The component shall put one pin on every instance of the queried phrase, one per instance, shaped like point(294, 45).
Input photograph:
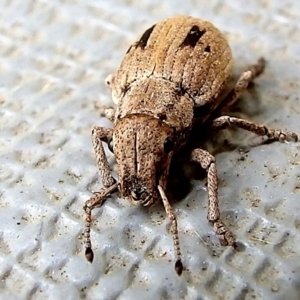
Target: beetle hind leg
point(207, 162)
point(243, 82)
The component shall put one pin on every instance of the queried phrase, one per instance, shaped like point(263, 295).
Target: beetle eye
point(168, 145)
point(110, 145)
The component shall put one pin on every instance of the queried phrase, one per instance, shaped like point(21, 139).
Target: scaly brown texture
point(173, 78)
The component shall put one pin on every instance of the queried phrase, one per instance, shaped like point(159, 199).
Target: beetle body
point(176, 65)
point(170, 81)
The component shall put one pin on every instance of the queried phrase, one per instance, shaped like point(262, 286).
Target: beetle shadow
point(182, 171)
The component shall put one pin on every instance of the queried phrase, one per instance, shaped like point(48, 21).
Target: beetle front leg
point(207, 162)
point(99, 135)
point(277, 135)
point(95, 201)
point(174, 230)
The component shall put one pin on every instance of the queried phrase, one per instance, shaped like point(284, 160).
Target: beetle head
point(143, 147)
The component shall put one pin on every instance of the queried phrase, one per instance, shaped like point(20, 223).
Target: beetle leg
point(174, 230)
point(99, 135)
point(107, 112)
point(95, 201)
point(207, 162)
point(243, 82)
point(277, 135)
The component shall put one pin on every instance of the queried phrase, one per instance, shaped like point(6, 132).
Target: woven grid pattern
point(54, 57)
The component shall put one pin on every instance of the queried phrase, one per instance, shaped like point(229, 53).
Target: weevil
point(172, 80)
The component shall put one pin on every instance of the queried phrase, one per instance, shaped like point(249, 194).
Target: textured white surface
point(54, 57)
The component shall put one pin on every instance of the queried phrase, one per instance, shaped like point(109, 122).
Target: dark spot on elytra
point(162, 116)
point(193, 37)
point(145, 37)
point(207, 49)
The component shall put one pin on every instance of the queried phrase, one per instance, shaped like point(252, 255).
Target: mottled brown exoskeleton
point(172, 78)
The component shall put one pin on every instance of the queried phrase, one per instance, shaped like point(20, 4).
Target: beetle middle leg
point(273, 134)
point(207, 162)
point(96, 200)
point(99, 135)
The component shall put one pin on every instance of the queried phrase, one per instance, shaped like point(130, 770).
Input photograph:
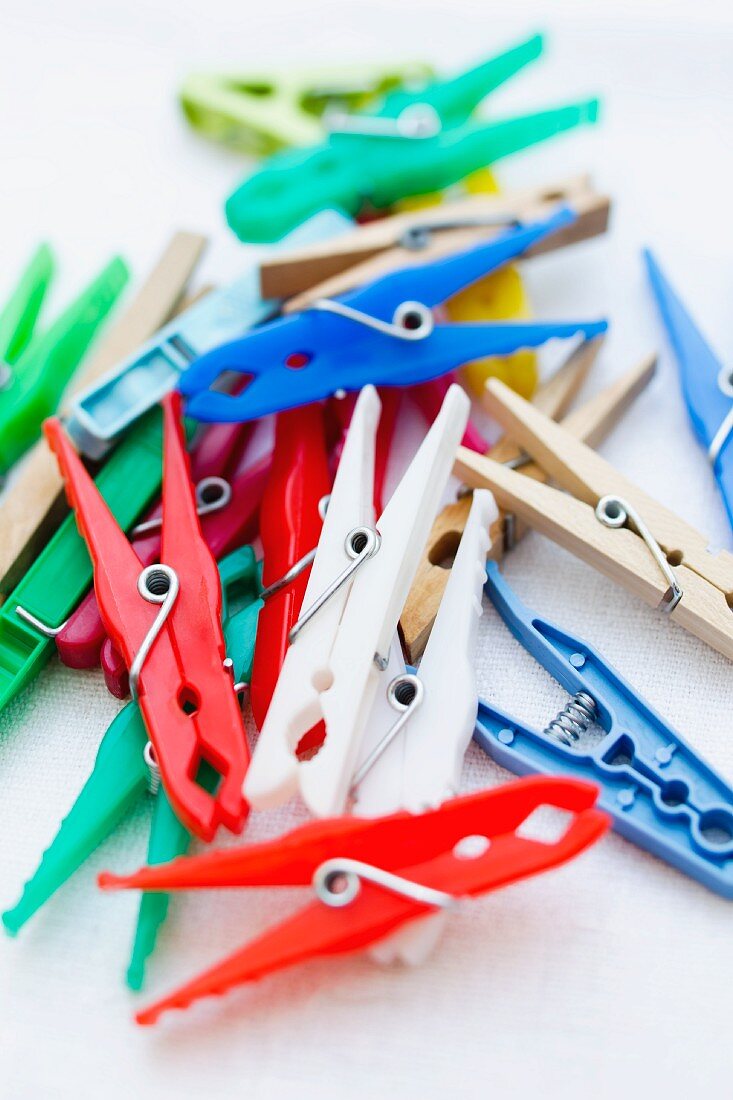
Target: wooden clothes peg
point(590, 422)
point(608, 521)
point(391, 243)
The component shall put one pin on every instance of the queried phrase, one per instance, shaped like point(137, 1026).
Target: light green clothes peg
point(262, 112)
point(39, 367)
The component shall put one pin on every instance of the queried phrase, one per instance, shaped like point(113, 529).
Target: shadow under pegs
point(124, 769)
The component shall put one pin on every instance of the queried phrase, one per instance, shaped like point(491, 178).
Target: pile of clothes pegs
point(226, 461)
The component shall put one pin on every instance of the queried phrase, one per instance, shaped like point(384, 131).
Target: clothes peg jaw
point(292, 510)
point(165, 622)
point(404, 866)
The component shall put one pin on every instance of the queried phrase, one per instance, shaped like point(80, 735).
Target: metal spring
point(573, 719)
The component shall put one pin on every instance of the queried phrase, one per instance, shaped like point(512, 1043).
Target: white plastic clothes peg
point(359, 582)
point(420, 767)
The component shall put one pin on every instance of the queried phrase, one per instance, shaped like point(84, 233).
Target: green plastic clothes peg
point(43, 600)
point(34, 376)
point(262, 112)
point(124, 770)
point(21, 311)
point(415, 143)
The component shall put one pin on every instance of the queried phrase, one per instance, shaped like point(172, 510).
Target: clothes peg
point(19, 315)
point(166, 623)
point(417, 735)
point(124, 770)
point(658, 791)
point(370, 251)
point(291, 518)
point(100, 414)
point(590, 422)
point(339, 646)
point(36, 608)
point(392, 400)
point(427, 397)
point(32, 506)
point(32, 384)
point(609, 521)
point(261, 112)
point(415, 143)
point(707, 383)
point(227, 506)
point(383, 333)
point(374, 877)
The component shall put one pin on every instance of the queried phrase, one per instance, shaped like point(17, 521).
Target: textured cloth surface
point(609, 977)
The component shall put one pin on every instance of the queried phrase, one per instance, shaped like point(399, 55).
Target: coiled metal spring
point(573, 719)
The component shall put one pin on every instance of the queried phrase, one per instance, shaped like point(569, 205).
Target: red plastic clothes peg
point(166, 622)
point(212, 464)
point(291, 517)
point(373, 876)
point(223, 531)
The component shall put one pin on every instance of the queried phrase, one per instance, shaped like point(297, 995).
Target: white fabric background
point(609, 977)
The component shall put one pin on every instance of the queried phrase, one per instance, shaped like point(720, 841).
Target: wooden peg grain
point(620, 554)
point(554, 397)
point(588, 476)
point(330, 268)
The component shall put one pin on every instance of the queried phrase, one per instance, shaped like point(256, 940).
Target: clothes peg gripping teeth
point(394, 870)
point(383, 333)
point(165, 620)
point(419, 766)
point(659, 792)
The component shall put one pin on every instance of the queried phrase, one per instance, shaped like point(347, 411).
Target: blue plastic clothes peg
point(707, 383)
point(100, 414)
point(383, 333)
point(659, 792)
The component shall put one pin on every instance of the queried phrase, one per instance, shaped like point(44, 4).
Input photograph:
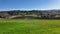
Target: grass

════════════════════

• [Your instructions]: Please place every line of the records above into a numbered list, skipping blank lines and leaving the pictures out.

• [Reply to the exercise]:
1. The component shall put one pin on every instance of the queried phrase, one per instance, shaped like point(294, 45).
2. Input photograph:
3. Target: beetle hind leg
4. point(207, 162)
5. point(243, 82)
6. The component shall put one pin on every instance of the queried phrase, one per instance, shaped like point(263, 295).
7. Target: beetle eye
8. point(168, 145)
9. point(110, 145)
10. The component shall put one pin on every instance of the queried phrase, one per instance, shaped like point(21, 139).
11. Target: scaly brown texture
12. point(173, 78)
13. The component shall put one pin on every instance of the queried phrase, one per instance, shaped like point(159, 199).
14. Target: beetle body
15. point(176, 65)
16. point(170, 81)
17. The component shall put one pin on every instance of the queried phrase, one per instance, shaped like point(262, 286).
18. Target: beetle shadow
19. point(182, 171)
20. The component shall put one pin on every instance of the queried phrase, one per instance, shaped like point(48, 21).
21. Target: beetle front leg
22. point(207, 162)
23. point(99, 135)
24. point(277, 135)
25. point(95, 201)
26. point(174, 230)
27. The component shall put one pin on every instance of the queried phrase, one per instance, shaped like point(284, 160).
28. Target: beetle head
29. point(143, 147)
30. The component shall put one pin on every instance of the queried phrase, one per instance, shaped like point(20, 223).
31. Target: beetle leg
32. point(174, 230)
33. point(99, 135)
34. point(107, 112)
35. point(95, 201)
36. point(207, 162)
37. point(243, 82)
38. point(277, 135)
39. The component shall put one pin on every instance of the queried phrase, one per instance, shaped like point(6, 132).
40. Target: woven grid pattern
41. point(54, 57)
42. The component shall put one pin on every instance of the queried phrase, one per instance, shaped like point(229, 53).
43. Target: weevil
44. point(172, 80)
45. The component shall put one pin on every instance of the queried phrase, one per instance, shaped like point(249, 194).
46. Target: textured white surface
47. point(54, 57)
48. The component shall put one pin on every instance of the queried phrase, one per instance, shaped like point(109, 122).
49. Target: dark spot on elytra
50. point(162, 116)
51. point(193, 37)
52. point(145, 37)
53. point(207, 49)
54. The component shall put one pin on every instance of the queried phrase, one per instance, shaped like point(252, 255).
55. Target: mottled brown exoskeleton
56. point(172, 78)
57. The component shall put one pin on every instance of the queried phrase, one per instance, shaped like point(20, 4).
58. Target: beetle middle leg
59. point(273, 134)
60. point(207, 162)
61. point(96, 200)
62. point(99, 135)
63. The component shall put one pin on every instance of the queried phrase, one per instance, shaped like point(130, 770).
64. Input photograph:
65. Target: wooden clothes peg
66. point(590, 422)
67. point(608, 521)
68. point(391, 243)
69. The component shall put one pin on every instance of the queried phrase, one per instance, shaped like point(137, 1026).
70. Target: light green clothes peg
71. point(262, 112)
72. point(39, 367)
73. The component shall put one pin on every instance of the queried phrase, one per instance, shaped like point(113, 529).
74. Target: shadow under pegs
75. point(124, 769)
76. The component shall put one pin on every instance of the queried phrase, one per instance, shaped like point(491, 178).
77. Target: pile of clothes pegs
78. point(226, 461)
79. The component shall put one pin on every instance of the queried phrase, one per instance, shaped like point(384, 131).
80. Target: clothes peg jaw
81. point(292, 510)
82. point(165, 622)
83. point(404, 866)
84. The component shall put one pin on every instance of the queried phrase, one per instance, shaped like point(80, 735).
85. Target: metal spring
86. point(573, 719)
87. The component shall put one pin on every instance of the queried phrase, one per instance, shaped like point(512, 1043).
88. Target: white plastic clothes peg
89. point(359, 582)
90. point(420, 767)
91. The component shall put one pin on every instance of the queried phrase, one per instance, shaped like point(84, 233).
92. Target: green plastic clothes peg
93. point(43, 600)
94. point(34, 376)
95. point(262, 112)
96. point(124, 770)
97. point(21, 311)
98. point(415, 143)
99. The component shall put one pin on every instance of the queried phrase, one per instance, shaped like point(172, 510).
100. Target: clothes peg
101. point(19, 315)
102. point(166, 623)
103. point(417, 735)
104. point(124, 770)
105. point(658, 791)
106. point(370, 251)
107. point(291, 518)
108. point(100, 414)
109. point(590, 422)
110. point(339, 646)
111. point(36, 608)
112. point(392, 400)
113. point(427, 397)
114. point(32, 506)
115. point(32, 384)
116. point(609, 521)
117. point(261, 112)
118. point(415, 143)
119. point(707, 383)
120. point(227, 506)
121. point(383, 333)
122. point(374, 877)
123. The component shall put one pin on every instance of the queried phrase, one per instance, shaped like point(17, 521).
124. Target: textured cloth surface
125. point(609, 977)
126. The component shall put one pin on every instance of the queried phrase, one per instance, shaped like point(399, 55).
127. Target: coiled metal spring
128. point(573, 719)
129. The component shall put one pin on every instance of the queried phrase, one per instance, shaped like point(569, 205).
130. Target: red plastic clothes peg
131. point(166, 622)
132. point(212, 464)
133. point(291, 517)
134. point(373, 876)
135. point(223, 531)
136. The component shall put one pin on every instance of the queried phrase, one per instance, shaped like point(297, 995).
137. Target: white fabric background
138. point(609, 977)
139. The component shall put one pin on every instance of the queried phrase, one per instance, shaped like point(720, 841).
140. Target: wooden peg grain
141. point(620, 554)
142. point(554, 397)
143. point(588, 476)
144. point(330, 268)
145. The component shall put one pin on every instance of the queried phrase, one per instance, shaped like point(256, 940).
146. Target: clothes peg gripping teeth
147. point(394, 870)
148. point(383, 333)
149. point(165, 620)
150. point(419, 766)
151. point(659, 792)
152. The component shall put one pin on every instance of the queried phrase, one per instance, shaped like point(347, 411).
153. Target: blue plastic clothes peg
154. point(707, 383)
155. point(100, 414)
156. point(383, 333)
157. point(659, 792)
158. The component shall put one pin on every instance of the queried phrase, one per instance, shaped like point(44, 4).
159. Input photograph:
160. Target: grass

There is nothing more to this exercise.